### Lesetext:
Petrus ermahnt seine Brüder: "Desgleichen, ihr Jüngeren, seid untertan den Ältesten. Allesamt seid untereinander untertan und haltet fest an der Demut. Denn Gott widersteht den Hoffärtigen, aber den Demütigen gibt er Gnade." 1.Petrus 5,5. Auch der Apostel Paulus ermahnt seine Brüder in Philippi zu Einigkeit und Demut: "Ist nun bei euch Ermahnung in Christo, ist Trost der Liebe, ist Gemeinschaft des Geistes, ist herzliche Liebe und Barmherzigkeit, so erfüllet meine Freude, daß ihr eines Sinnes seid, gleiche Liebe habt, einmütig und einhellig seid. Nichts tut durch Zank oder eitle Ehre; sondern durch Demut achte einer den andern höher denn sich selbst, und ein jeglicher sehe nicht auf das Seine, sondern auch auf das, was des andern ist. Ein jeglicher sei gesinnt, wie Jesus Christus auch war." Philipper 2,1-5. Noch einmal spricht Paulus zu seinen Brüdern: "Die Liebe sei nicht falsch. Hasset das Arge, hanget dem Guten an. Die brüderliche Liebe untereinander sei herzlich. Einer komme dem andern mit Ehrerbietung zuvor." Römer 12,9.10. Und im Schreiben an die Epheser sagt er: "Seid untereinander untertan in der Furcht Gottes." Epheser 5,21.

### Rohdaten:
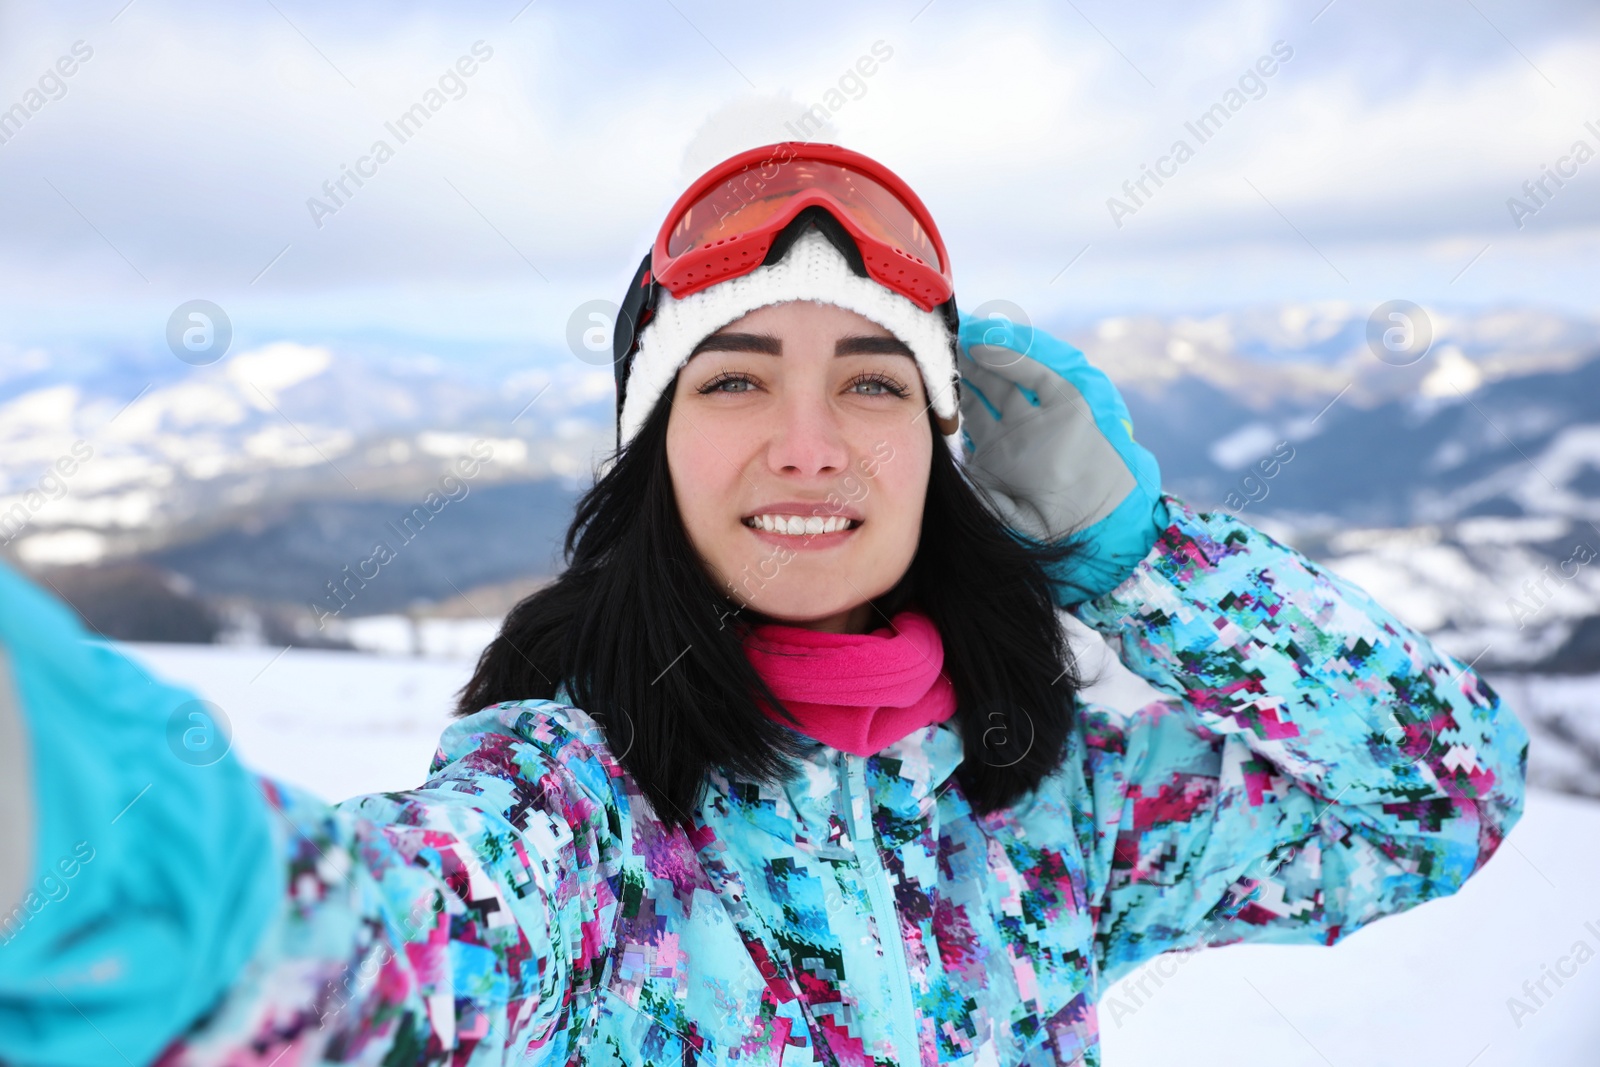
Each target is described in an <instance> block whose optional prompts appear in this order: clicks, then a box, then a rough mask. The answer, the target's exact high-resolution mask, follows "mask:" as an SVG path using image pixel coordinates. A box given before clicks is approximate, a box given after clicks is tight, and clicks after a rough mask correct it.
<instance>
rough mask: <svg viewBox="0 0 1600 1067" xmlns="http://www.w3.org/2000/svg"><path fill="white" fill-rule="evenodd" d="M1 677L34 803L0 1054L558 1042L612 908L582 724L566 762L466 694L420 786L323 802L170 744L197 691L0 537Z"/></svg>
mask: <svg viewBox="0 0 1600 1067" xmlns="http://www.w3.org/2000/svg"><path fill="white" fill-rule="evenodd" d="M0 686H6V688H8V691H10V697H11V701H10V709H11V712H13V715H14V713H18V712H19V720H21V726H22V736H24V741H26V747H27V755H29V757H30V760H29V793H30V795H29V798H27V800H29V803H26V805H22V806H21V808H19V809H16V811H5V813H0V816H6V817H10V816H13V814H18V816H21V817H24V819H26V821H27V824H29V825H30V829H32V833H30V835H29V838H30V845H32V848H30V849H27V851H29V854H27V856H24V861H26V865H27V872H29V873H27V877H26V893H24V896H22V897H21V899H19V901H18V902H16V907H14V909H8V910H5V912H3V913H0V1062H16V1064H43V1062H48V1064H59V1065H62V1067H72V1065H77V1064H85V1065H86V1064H107V1062H128V1064H150V1062H157V1064H162V1067H173V1065H178V1064H224V1062H226V1064H238V1062H245V1061H246V1059H248V1061H250V1062H259V1064H267V1062H294V1064H323V1062H341V1064H344V1062H363V1064H376V1062H386V1064H443V1062H450V1064H486V1062H496V1064H498V1062H502V1061H507V1059H517V1062H542V1059H544V1057H546V1056H549V1057H550V1059H554V1061H560V1062H565V1059H566V1038H568V1037H570V1033H571V1029H570V1027H571V1014H570V1009H571V1000H573V989H574V987H576V985H581V984H587V977H589V976H590V974H592V973H594V971H595V968H598V966H600V961H602V960H603V957H605V952H606V945H608V933H610V929H611V918H613V915H614V909H616V901H614V897H613V896H611V886H613V883H611V881H608V878H606V872H608V870H610V869H611V867H610V859H611V856H613V849H614V848H616V832H614V827H618V825H619V821H618V816H616V813H614V811H611V809H610V806H608V803H610V801H602V800H598V797H602V795H603V797H611V790H610V789H608V785H606V781H605V769H603V768H602V766H600V763H598V760H595V758H590V755H586V753H587V752H589V750H587V747H584V745H582V744H581V742H578V741H573V742H571V745H570V747H568V749H565V752H566V753H570V755H571V757H573V761H571V766H568V765H565V763H560V761H557V760H552V758H550V757H549V753H550V745H539V747H536V745H531V744H526V742H525V741H522V739H520V737H518V736H517V728H518V726H522V725H523V723H520V718H522V717H525V715H530V713H531V712H530V710H528V709H526V707H523V705H498V707H491V709H485V710H483V712H478V713H477V715H472V717H467V718H462V720H459V721H456V723H453V725H451V726H450V729H446V733H445V737H443V739H442V747H440V752H438V755H435V758H434V768H432V774H430V777H429V779H427V782H426V784H424V785H421V787H419V789H416V790H410V792H402V793H382V795H373V797H358V798H354V800H349V801H344V803H342V805H336V806H330V805H325V803H322V801H320V800H317V798H315V797H312V795H309V793H306V792H302V790H298V789H291V787H288V785H283V784H278V782H274V781H270V779H264V777H258V776H254V774H250V771H248V769H246V768H243V766H242V765H240V761H238V760H237V758H235V757H234V755H232V753H230V752H227V750H226V745H221V747H219V749H213V750H211V752H205V750H203V745H200V752H198V753H197V750H195V747H194V745H187V747H186V744H187V741H194V737H190V736H189V734H187V733H186V731H192V729H198V726H195V723H198V721H200V720H195V718H194V710H195V707H197V697H195V694H194V693H190V691H187V689H182V688H179V686H171V685H166V683H163V681H160V680H158V678H154V677H152V675H149V673H147V672H146V670H144V669H142V667H139V665H138V664H136V662H133V661H130V659H128V657H126V656H125V654H123V653H122V651H118V649H115V646H112V645H107V643H96V641H91V640H86V633H85V632H83V627H82V624H80V622H78V621H77V619H75V617H74V616H72V613H70V611H67V609H66V608H64V606H62V605H61V603H59V601H56V600H54V598H53V597H48V595H45V593H43V592H42V590H38V587H35V585H32V584H30V582H26V581H22V579H21V577H19V576H18V574H16V573H14V571H11V569H10V568H6V566H5V565H3V563H0ZM202 741H203V737H202ZM6 803H13V806H14V801H6ZM509 1049H515V1053H509ZM280 1056H282V1061H280V1059H278V1057H280ZM518 1057H522V1059H518Z"/></svg>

### Ziel der Übung:
Wozu ermahnt Paulus laut dem Lesetext seine Brüder in Philippi?

### Lösung dieser Aufgabe:
Er ermahnt sie zu Einigkeit und Demut.